_Direction_
Pull out every line in the records below that contains the string "cupcake". Case matters.

_Supplied records_
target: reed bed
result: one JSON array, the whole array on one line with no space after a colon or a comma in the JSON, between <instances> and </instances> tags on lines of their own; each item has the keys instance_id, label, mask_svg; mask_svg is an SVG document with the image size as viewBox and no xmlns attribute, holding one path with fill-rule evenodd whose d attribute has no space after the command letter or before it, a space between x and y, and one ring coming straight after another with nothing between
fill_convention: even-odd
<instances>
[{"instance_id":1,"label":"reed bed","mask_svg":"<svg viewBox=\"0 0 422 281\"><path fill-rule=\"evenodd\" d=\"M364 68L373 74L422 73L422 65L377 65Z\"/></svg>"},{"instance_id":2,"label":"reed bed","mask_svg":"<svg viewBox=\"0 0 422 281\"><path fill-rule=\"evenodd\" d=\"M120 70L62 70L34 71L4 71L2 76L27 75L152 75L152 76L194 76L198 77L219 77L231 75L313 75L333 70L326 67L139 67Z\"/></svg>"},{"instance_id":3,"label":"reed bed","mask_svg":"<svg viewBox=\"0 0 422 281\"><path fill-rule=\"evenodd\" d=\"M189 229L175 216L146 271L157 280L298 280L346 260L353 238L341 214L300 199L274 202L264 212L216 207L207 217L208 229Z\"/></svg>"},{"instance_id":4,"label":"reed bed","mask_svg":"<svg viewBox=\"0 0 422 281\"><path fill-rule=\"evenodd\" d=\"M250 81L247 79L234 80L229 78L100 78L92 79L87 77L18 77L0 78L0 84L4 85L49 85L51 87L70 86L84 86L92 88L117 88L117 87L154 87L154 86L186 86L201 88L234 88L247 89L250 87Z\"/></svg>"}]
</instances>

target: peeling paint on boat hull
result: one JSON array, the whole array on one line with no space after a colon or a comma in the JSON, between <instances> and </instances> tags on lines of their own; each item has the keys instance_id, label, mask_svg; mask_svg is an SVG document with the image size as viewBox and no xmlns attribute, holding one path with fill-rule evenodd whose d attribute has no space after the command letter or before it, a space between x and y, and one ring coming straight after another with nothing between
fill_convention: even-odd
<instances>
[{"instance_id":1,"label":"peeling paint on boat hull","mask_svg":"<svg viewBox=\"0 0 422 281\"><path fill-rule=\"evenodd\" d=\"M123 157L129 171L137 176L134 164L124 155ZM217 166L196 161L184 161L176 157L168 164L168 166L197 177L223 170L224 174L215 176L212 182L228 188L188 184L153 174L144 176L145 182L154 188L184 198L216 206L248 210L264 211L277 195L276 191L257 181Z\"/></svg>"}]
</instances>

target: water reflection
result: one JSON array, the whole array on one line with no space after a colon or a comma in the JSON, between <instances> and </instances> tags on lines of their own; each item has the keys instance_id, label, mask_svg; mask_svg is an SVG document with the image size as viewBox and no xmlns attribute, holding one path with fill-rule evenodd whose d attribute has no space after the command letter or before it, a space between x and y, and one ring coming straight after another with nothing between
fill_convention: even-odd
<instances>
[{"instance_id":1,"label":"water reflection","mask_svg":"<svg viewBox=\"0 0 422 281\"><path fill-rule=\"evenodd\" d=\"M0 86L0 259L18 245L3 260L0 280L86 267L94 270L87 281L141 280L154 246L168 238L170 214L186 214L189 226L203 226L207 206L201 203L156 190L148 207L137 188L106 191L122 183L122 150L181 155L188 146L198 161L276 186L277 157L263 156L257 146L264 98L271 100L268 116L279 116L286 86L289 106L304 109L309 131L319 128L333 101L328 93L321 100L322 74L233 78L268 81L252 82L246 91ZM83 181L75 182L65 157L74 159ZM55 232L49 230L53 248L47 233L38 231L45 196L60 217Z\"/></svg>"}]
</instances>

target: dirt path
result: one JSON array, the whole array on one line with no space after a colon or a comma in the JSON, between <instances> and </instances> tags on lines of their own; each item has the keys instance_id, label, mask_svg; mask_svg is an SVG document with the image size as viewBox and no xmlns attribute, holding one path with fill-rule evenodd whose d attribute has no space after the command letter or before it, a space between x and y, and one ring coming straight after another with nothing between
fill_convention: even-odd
--
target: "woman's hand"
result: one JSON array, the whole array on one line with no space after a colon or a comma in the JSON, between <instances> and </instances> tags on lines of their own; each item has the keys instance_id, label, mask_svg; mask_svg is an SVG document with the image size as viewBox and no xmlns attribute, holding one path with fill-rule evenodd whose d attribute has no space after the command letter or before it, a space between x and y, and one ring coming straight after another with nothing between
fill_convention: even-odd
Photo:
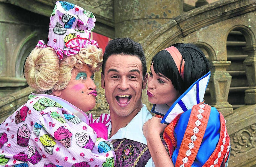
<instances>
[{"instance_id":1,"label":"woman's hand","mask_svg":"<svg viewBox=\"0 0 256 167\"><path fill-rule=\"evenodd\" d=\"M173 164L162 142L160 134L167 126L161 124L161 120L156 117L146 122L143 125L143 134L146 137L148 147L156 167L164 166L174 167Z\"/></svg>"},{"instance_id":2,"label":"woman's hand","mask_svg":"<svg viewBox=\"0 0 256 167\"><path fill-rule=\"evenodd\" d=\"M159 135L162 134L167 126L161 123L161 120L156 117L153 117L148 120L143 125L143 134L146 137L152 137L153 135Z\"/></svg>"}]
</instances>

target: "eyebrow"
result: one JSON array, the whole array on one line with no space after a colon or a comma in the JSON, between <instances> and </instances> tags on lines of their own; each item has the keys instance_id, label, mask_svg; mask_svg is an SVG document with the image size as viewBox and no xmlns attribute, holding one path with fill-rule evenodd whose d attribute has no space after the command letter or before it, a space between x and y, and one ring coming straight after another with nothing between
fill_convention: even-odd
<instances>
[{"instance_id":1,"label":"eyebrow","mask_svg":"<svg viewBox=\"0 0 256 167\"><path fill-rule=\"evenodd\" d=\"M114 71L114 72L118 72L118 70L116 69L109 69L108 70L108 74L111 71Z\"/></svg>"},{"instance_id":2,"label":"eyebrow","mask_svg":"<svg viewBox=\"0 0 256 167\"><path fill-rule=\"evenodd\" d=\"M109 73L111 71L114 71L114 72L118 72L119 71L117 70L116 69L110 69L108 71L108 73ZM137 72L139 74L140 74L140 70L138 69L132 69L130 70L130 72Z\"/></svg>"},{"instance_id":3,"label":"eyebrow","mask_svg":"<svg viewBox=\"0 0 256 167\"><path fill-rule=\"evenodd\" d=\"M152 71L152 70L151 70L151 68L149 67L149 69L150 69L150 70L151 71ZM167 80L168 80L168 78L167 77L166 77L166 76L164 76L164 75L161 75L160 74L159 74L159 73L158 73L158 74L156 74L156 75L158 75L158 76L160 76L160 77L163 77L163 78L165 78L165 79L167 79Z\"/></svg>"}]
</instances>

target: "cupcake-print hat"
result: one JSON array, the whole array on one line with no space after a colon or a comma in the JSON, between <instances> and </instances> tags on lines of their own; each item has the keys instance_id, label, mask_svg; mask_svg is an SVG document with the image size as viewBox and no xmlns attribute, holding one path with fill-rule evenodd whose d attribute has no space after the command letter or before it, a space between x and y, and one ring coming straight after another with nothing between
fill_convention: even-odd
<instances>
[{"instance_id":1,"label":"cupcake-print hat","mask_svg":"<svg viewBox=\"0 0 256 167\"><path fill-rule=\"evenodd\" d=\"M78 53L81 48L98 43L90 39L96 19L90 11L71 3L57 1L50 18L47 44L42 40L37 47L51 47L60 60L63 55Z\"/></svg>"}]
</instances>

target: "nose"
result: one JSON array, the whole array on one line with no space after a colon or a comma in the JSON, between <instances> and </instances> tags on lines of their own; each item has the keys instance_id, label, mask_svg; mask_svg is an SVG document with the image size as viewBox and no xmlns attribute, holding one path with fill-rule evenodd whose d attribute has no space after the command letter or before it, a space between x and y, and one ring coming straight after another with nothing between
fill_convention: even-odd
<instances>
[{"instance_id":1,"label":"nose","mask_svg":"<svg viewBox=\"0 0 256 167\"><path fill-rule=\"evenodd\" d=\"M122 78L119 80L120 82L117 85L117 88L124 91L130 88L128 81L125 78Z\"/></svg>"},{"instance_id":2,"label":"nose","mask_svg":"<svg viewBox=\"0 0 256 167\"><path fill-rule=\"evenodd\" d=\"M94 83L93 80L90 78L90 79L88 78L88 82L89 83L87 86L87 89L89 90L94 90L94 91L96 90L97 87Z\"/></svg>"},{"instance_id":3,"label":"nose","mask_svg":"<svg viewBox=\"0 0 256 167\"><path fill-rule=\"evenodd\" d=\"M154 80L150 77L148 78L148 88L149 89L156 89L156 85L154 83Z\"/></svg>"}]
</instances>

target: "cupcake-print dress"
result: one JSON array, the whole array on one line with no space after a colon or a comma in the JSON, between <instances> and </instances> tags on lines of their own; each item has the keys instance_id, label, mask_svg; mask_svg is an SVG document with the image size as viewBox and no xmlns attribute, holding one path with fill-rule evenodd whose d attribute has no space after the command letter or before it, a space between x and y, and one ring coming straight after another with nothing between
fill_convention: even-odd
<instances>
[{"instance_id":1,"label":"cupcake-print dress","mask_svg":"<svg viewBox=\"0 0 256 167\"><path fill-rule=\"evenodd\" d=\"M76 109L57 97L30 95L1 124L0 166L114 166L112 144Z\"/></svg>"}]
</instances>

_Solution to this exercise_
target: "cupcake-print hat"
[{"instance_id":1,"label":"cupcake-print hat","mask_svg":"<svg viewBox=\"0 0 256 167\"><path fill-rule=\"evenodd\" d=\"M78 53L81 48L98 43L90 39L96 19L90 11L71 3L57 1L50 18L47 44L42 40L37 47L51 47L60 60L63 55Z\"/></svg>"}]
target: "cupcake-print dress"
[{"instance_id":1,"label":"cupcake-print dress","mask_svg":"<svg viewBox=\"0 0 256 167\"><path fill-rule=\"evenodd\" d=\"M76 109L57 97L30 95L1 124L0 166L114 166L112 144Z\"/></svg>"}]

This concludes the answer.